Task requirements: Please print the data shown below without any alteration.

Saved data entries

┏━━

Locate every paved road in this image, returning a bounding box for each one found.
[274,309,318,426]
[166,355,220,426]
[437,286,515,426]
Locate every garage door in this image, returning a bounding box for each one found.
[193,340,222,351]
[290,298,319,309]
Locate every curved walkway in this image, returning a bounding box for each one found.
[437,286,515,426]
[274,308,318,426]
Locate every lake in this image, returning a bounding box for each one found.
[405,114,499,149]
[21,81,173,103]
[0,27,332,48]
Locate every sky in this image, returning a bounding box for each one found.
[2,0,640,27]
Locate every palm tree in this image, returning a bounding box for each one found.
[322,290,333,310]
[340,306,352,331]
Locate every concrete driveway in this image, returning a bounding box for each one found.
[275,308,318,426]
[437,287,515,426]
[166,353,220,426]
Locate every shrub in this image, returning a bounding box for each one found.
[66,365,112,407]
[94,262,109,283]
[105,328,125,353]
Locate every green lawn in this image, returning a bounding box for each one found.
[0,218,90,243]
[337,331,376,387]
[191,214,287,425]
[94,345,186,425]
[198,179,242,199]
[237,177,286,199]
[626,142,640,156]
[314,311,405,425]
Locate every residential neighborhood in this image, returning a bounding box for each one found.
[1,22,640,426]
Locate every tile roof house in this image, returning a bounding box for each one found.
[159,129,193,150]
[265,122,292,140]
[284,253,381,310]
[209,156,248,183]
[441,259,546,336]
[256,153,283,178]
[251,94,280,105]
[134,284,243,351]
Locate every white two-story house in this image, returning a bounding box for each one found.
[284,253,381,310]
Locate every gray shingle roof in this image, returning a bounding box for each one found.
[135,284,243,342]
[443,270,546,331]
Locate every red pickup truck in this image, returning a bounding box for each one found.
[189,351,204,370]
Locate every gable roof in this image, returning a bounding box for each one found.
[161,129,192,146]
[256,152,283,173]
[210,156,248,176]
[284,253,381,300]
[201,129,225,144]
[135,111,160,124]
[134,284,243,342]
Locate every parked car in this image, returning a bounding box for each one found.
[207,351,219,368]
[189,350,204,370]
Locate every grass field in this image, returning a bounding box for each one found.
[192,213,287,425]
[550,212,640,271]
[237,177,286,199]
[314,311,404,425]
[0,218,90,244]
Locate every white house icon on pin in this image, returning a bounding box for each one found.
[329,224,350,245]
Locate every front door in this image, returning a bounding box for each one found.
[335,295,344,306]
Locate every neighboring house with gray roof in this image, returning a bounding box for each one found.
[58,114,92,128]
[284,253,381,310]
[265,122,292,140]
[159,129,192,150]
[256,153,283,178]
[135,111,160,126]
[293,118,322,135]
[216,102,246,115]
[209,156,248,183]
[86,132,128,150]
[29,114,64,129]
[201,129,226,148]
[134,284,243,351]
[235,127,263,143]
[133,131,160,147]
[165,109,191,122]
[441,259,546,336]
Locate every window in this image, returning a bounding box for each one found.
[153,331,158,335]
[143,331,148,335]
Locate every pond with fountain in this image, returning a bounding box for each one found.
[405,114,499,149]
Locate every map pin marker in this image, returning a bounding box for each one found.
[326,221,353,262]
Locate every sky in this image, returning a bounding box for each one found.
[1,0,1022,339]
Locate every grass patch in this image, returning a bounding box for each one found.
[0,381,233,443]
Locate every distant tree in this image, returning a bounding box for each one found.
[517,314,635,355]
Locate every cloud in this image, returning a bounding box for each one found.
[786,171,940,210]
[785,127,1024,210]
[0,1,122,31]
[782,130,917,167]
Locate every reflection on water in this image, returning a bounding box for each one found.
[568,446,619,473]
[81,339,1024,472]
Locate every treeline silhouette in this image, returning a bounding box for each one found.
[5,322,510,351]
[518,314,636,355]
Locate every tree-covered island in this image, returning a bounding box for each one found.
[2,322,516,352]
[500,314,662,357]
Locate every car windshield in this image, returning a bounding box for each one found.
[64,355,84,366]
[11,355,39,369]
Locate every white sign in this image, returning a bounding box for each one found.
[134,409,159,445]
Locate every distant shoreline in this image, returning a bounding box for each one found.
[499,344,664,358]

┗━━

Answer for this exercise:
Locate every paved road in this image, returning a bounding box for each one found.
[274,309,318,426]
[166,355,220,426]
[437,286,515,426]
Locate every garage door in this image, returning a bounding box for each one found.
[193,340,222,351]
[290,298,319,309]
Locate every curved walkway in this image, returning a bounding box for each one found.
[437,286,515,426]
[274,308,318,426]
Locate every lake in this image, returning a bounding box for each one found.
[405,114,499,149]
[21,81,173,103]
[0,27,332,48]
Locate every sky in this image, returning a bounding box for each one found.
[2,0,640,27]
Locate every palm tree in this image, returning a bounding box for each one found.
[322,290,333,310]
[340,306,352,331]
Locate every concrete driveway in this image, returning a bounding box for each one found.
[275,308,318,426]
[437,287,515,426]
[166,353,220,426]
Locate every shrub in this image, returning a bounding box for each one found.
[66,365,112,407]
[94,262,109,283]
[105,328,125,353]
Locate every green lawn in this image, returning a bounding box for each one found.
[0,218,90,243]
[337,331,376,387]
[191,214,287,425]
[94,345,186,425]
[198,179,242,199]
[237,177,286,199]
[626,142,640,156]
[314,311,405,425]
Locate every residential neighborhood in this image, returning a bounding box for each one found.
[1,22,640,426]
Locate every tile roof house in this image, returning a bounding box for each one found.
[159,129,193,150]
[265,122,292,140]
[284,253,381,310]
[209,156,248,183]
[441,259,546,336]
[256,153,283,178]
[251,94,280,105]
[134,284,243,351]
Locate every white two-story house in this image, returning a bounding box for each one found.
[284,253,381,310]
Locate every gray shingle roof in this image, returning a bounding box for each one found.
[135,284,243,342]
[443,270,546,331]
Locate every red pickup truck in this image, returning a bounding box for each one found.
[189,351,204,370]
Locate every gable roof in this image, returning a bounding box for each one found.
[161,129,192,146]
[256,152,283,173]
[210,156,248,176]
[284,253,381,300]
[201,129,225,144]
[135,111,160,124]
[134,284,243,342]
Locate every parked car in this image, returning a bounding box for each one found.
[207,351,219,368]
[189,350,204,370]
Locate every grass field in this image, returning a bounding box for each one found.
[192,213,287,425]
[550,212,640,271]
[237,177,286,199]
[314,311,404,425]
[0,218,90,244]
Locate every white house icon on pin in this image, returning a bounding box for each one found.
[329,224,350,245]
Locate every front door in this image, returning a bounding box for each one found.
[335,295,344,306]
Locate every neighboring house with gray roof in this image, returning a bounding box for each one found.
[58,114,92,128]
[284,253,381,310]
[265,122,292,140]
[159,129,192,150]
[256,153,283,178]
[135,111,160,126]
[293,118,322,135]
[216,102,246,115]
[209,156,248,183]
[86,132,128,150]
[29,114,64,129]
[201,129,226,148]
[134,284,243,351]
[235,127,263,143]
[133,131,160,147]
[165,109,191,122]
[441,259,546,336]
Locate every window in this image, returning a bounding box for each one found.
[153,331,158,335]
[143,331,148,335]
Locate every pond with fountain in this image, returning a bounding box for each one found.
[405,114,499,149]
Locate every map pin marker in this image, returning a bounding box for each one found.
[326,221,353,262]
Locate every sky in this image, returning a bounding box for each one found.
[1,0,1022,339]
Locate every grass patch in this image, returning a bounding box for each one found.
[0,381,233,443]
Locate every distant tree in this image, returning a bounding box for each one found.
[517,314,635,355]
Locate every cloud in this image, returning a bounding box for each one found.
[786,171,940,210]
[785,127,1024,210]
[0,1,122,31]
[782,130,917,167]
Locate every reflection on water in this image, returning a bounding box for each one found.
[568,446,619,473]
[81,339,1024,472]
Locate every treeline silhouette in this image, returning a bounding box for each one found.
[5,322,510,351]
[518,314,636,355]
Locate every tree-covered island in this image, returning a bounding box for each one found.
[2,322,516,352]
[500,314,662,357]
Locate every car windshield in this image, returning a bounding box for each one found.
[64,355,84,366]
[11,355,39,369]
Locate every white sign in this image, returning a bounding box for each one found.
[134,409,159,445]
Locate every distant shoreline in this image, returning a bounding box for each one found.
[499,344,664,358]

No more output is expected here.